In this study, the WRF model output information from nested domain d03 with an output interval of 10 min was firstly processed. Secondly, we saved the wind speed components of longitude, latitude, and vertical directions, denoted by u, v, and w respectively, and temperature tk into an ASCII file. Then, the boundary profile module of the CFD model used the wind speed and temperature as the inflow boundary conditions.

The settings of the boundary conditions and solver parameters for the CFD model are listed in

Table 2. Settings of CFD solver parameter.

Type	Parameter	Setting
Boundary condition	Inflow boundary	Grid point speed and temperature
	Outflow boundary	Pressure outlet boundary
	Top boundary	Grid point speed and temperature
	Bottom boundary	Non-slip wall surface
Solving solution	Solver software	Fluent 2022R1
	Turbulence model	Realizable k-ε model
	Pressure–speed coupling scheme	SIMPLE
	Spatial discretization scheme	Second-order upwind scheme

. The eastern, western, southern, and top boundaries of the model were set as the inflow boundaries. The speed and temperature variables from the three-dimensional field obtained from the WRF model were interpolated and assigned to the CFD grid points. We employed Fluent as the solver of the CFD. Fluent incorporates RANS and LES turbulence models. Although the LES module exhibited better performance than the RANS model in cases of complex turbulence [24], LES may incur more computational cost than RANS by over ten times. Therefore, the RANS turbulence model remains popular in wind field investigations using the CFD coupled with WRF method, considering both computational cost and simulation precision [4,5]. Furthermore, we used the realizable k-ε of RANS in the computation, following ref. [8] and ref. [25]. The northern boundary was set as the outflow boundary, which was specified as a pressure outlet boundary. The bottom boundary was classified into three types: sea surface, airport island, and Lantau Island, as shown in Figure 2a. The corresponding surface roughness values of 0.0005 m, 0.005 m, and 0.5 m were set for each type, respectively [26].

--- BRIEF 1 ---
Transcribe the CFD passage from "In this study, the" to "inflow boundary conditions.".
--- BRIEF 2 ---
Using the CFD passage, explain why the RANS turbulence model remains popular in wind field studies that couple CFD with WRF, even though LES can perform better.
The data that follow come from a separate source and are unrelated to the CFD passage.

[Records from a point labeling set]
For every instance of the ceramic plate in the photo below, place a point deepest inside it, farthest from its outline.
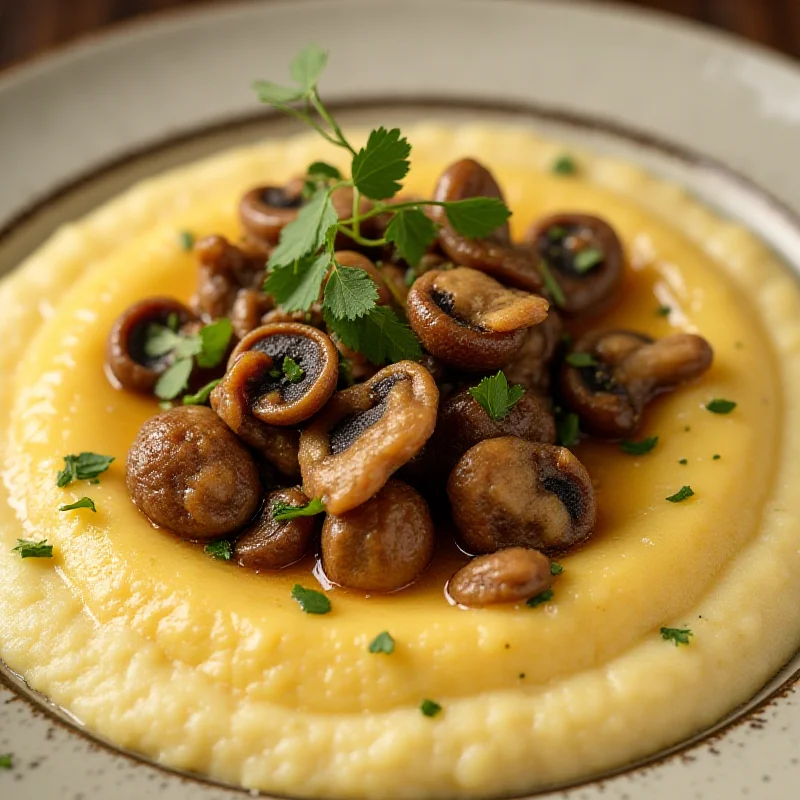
(716, 115)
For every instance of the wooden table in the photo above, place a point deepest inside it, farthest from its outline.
(29, 27)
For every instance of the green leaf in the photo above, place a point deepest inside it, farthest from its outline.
(430, 708)
(83, 467)
(379, 336)
(677, 636)
(215, 339)
(684, 493)
(221, 549)
(30, 549)
(720, 406)
(296, 287)
(311, 601)
(200, 397)
(284, 511)
(412, 232)
(382, 643)
(495, 396)
(307, 66)
(379, 165)
(350, 293)
(306, 234)
(639, 448)
(84, 502)
(476, 217)
(174, 380)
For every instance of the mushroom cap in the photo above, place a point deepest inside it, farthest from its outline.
(367, 432)
(381, 546)
(187, 472)
(509, 492)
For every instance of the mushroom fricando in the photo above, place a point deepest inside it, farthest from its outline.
(307, 444)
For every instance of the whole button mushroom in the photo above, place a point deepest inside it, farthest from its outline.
(585, 258)
(381, 546)
(365, 433)
(270, 544)
(188, 472)
(493, 254)
(512, 493)
(506, 576)
(469, 320)
(127, 362)
(624, 370)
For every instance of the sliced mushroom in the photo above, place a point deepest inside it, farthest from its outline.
(506, 576)
(625, 371)
(493, 254)
(274, 393)
(381, 546)
(267, 543)
(188, 472)
(127, 362)
(585, 258)
(365, 433)
(469, 320)
(512, 493)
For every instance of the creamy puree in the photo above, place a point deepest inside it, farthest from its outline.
(211, 668)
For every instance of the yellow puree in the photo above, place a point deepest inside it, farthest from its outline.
(211, 668)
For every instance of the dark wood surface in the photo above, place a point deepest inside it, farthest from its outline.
(30, 27)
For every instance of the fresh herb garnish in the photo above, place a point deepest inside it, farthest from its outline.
(684, 493)
(305, 254)
(382, 643)
(84, 502)
(82, 467)
(311, 601)
(29, 549)
(221, 549)
(720, 406)
(430, 708)
(639, 448)
(495, 396)
(283, 511)
(676, 635)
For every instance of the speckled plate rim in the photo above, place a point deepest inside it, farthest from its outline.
(704, 83)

--- FINAL ANSWER 1 ---
In this study, the WRF model output information from nested domain d03 with an output interval of 10 min was firstly processed. Secondly, we saved the wind speed components of longitude, latitude, and vertical directions, denoted by u, v, and w respectively, and temperature tk into an ASCII file. Then, the boundary profile module of the CFD model used the wind speed and temperature as the inflow boundary conditions.

--- FINAL ANSWER 2 ---
LES can perform better than RANS in cases of complex turbulence, but it may cost more than ten times as much to compute. Weighing computational cost against simulation precision, RANS therefore remains the popular choice.